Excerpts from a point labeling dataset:
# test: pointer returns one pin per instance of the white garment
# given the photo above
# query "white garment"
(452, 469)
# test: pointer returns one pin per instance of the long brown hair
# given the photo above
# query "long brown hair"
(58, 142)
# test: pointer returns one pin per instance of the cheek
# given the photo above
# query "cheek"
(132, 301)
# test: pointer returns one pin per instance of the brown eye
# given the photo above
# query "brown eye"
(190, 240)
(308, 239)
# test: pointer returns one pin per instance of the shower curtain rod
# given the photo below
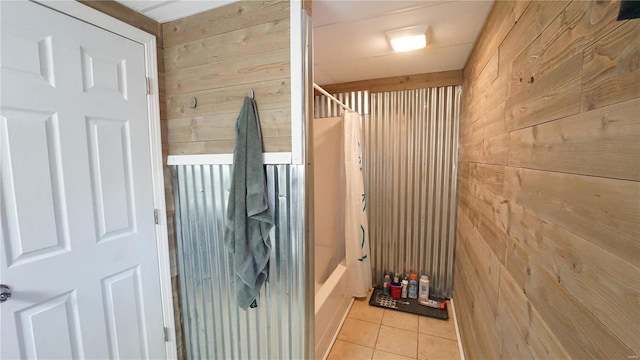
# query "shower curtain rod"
(326, 93)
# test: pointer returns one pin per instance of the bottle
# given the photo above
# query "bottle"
(413, 286)
(396, 288)
(434, 304)
(424, 290)
(405, 285)
(386, 285)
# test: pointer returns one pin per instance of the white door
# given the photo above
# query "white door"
(76, 198)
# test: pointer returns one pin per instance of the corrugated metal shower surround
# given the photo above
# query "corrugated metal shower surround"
(410, 168)
(215, 327)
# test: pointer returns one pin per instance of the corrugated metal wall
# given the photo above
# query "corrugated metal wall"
(411, 156)
(215, 328)
(410, 168)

▸ **YOUR INSTRUCTIONS**
Could you rewrite everything from the line containing "the corrugated metal shower surround" down to the end of the material, substituting "ribbed steel" for "corrugated metal" and leaving everything else unchanged?

▸ **OUTPUT FOR THIS EXERCISE**
# test: pointer returns one pin per instance of the ribbed steel shower surround
# given the photo above
# query "ribbed steel shower surround"
(410, 168)
(215, 327)
# test: pointer returns one pin per instance of the ribbed steel wall
# given the photo above
# query "ribbed steel wall"
(411, 156)
(215, 328)
(410, 168)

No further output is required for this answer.